• OBJECTIVE: Return every line of the items below that contains the word "teeth", treating case as significant.

• THE RECORDS:
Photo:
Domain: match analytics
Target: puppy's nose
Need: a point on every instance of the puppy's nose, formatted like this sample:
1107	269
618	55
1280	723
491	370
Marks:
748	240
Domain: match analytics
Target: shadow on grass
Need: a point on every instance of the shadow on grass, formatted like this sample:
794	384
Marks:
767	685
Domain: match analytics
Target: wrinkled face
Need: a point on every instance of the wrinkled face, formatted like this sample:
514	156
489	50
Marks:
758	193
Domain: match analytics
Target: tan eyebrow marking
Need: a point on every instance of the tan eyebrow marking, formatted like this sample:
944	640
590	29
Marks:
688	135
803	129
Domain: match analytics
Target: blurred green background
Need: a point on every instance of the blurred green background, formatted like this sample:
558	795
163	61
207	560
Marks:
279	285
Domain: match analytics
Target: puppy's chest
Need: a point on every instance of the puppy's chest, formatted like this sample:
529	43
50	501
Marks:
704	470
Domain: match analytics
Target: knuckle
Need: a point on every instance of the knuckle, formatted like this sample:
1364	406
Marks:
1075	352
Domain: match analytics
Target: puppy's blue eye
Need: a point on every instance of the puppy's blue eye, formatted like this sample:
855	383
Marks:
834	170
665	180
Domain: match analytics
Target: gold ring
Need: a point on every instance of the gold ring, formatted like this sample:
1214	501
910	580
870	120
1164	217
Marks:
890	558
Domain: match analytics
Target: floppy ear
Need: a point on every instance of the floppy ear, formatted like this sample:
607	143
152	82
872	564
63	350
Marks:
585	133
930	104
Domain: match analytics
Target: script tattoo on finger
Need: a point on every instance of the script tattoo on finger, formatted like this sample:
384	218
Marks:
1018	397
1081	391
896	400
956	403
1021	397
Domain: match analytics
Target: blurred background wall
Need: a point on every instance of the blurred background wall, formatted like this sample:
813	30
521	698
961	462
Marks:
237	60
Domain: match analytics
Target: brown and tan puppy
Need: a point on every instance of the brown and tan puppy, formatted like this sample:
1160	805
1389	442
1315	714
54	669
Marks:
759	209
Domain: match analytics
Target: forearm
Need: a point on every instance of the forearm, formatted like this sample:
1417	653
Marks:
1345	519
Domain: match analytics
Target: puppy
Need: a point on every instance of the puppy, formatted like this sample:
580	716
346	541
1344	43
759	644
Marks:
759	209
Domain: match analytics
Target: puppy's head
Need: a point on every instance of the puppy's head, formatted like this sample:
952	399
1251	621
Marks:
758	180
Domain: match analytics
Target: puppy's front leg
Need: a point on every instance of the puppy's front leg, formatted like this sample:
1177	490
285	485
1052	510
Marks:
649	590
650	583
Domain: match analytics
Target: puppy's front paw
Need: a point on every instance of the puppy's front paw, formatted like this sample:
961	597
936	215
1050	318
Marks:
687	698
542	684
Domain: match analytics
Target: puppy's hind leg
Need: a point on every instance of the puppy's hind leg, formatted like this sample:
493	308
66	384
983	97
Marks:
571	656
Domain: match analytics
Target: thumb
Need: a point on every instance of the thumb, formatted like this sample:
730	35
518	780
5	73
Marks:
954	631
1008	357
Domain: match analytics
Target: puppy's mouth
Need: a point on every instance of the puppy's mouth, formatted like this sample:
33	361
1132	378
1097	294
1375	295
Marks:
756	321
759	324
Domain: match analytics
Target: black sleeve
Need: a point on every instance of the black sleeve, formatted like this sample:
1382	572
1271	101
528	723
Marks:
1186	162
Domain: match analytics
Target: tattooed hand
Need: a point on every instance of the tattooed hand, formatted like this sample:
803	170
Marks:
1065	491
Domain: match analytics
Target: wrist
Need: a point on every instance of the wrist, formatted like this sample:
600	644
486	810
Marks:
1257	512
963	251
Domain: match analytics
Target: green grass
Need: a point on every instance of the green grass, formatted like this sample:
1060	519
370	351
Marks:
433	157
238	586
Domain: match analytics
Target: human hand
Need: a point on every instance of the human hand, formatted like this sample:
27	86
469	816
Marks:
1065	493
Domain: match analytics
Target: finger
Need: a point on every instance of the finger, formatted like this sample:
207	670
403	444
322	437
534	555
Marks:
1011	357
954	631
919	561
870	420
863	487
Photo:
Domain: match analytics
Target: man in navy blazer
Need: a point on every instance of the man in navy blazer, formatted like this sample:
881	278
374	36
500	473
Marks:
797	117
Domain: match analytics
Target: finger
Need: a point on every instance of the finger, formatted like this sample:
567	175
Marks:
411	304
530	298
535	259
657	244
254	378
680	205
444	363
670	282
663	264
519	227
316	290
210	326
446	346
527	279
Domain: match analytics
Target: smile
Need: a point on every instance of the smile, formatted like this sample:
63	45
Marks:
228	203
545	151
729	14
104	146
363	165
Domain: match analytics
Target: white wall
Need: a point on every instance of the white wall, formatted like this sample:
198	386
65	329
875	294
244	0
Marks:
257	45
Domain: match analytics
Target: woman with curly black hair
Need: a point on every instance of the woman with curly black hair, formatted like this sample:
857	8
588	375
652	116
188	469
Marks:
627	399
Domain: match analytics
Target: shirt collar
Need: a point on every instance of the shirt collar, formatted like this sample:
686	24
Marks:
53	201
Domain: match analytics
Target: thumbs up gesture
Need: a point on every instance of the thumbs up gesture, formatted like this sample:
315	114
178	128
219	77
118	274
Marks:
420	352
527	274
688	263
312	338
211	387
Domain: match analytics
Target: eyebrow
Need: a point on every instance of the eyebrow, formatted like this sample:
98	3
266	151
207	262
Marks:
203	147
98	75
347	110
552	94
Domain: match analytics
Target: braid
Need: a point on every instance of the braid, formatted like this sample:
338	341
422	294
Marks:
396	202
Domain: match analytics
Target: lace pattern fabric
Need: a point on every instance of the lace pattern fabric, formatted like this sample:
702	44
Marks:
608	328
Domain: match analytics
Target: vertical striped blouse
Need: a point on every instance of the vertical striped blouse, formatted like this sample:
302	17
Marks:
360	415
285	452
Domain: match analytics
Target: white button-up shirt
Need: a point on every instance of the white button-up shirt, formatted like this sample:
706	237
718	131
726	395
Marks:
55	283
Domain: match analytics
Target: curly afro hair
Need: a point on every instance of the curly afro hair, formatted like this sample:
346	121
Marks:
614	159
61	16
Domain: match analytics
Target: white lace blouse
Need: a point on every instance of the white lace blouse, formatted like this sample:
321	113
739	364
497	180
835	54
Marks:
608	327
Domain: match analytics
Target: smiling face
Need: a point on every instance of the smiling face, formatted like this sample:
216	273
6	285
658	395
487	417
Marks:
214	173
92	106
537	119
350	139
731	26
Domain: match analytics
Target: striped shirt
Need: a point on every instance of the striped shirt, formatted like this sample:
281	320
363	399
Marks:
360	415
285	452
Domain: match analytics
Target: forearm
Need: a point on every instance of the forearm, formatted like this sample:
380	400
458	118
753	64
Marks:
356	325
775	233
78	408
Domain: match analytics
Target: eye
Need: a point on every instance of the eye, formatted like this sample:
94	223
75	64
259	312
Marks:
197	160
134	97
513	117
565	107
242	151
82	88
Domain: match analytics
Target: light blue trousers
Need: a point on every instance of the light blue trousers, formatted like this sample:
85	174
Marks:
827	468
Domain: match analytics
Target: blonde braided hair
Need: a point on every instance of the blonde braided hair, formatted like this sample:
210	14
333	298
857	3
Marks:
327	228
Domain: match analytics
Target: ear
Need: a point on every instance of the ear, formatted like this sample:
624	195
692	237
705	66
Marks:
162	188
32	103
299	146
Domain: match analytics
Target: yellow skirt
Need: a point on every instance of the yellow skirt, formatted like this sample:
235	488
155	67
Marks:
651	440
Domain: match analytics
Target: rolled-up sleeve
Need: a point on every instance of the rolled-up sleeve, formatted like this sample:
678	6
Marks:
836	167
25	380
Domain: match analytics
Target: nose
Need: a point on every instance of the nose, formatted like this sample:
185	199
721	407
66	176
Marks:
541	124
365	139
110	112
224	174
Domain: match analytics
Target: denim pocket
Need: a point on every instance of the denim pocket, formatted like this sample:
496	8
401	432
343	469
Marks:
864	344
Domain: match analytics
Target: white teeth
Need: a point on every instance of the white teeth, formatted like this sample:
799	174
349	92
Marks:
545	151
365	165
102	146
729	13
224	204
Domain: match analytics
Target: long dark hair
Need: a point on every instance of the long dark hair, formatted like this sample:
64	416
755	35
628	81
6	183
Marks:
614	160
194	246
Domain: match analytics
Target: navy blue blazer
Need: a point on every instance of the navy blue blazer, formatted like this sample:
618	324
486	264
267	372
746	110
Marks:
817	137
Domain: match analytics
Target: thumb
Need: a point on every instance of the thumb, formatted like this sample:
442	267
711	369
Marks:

• EXERCISE ANSWER:
Target: white teeth
Need: a point on every instance of the white teeth, formatted like this sample:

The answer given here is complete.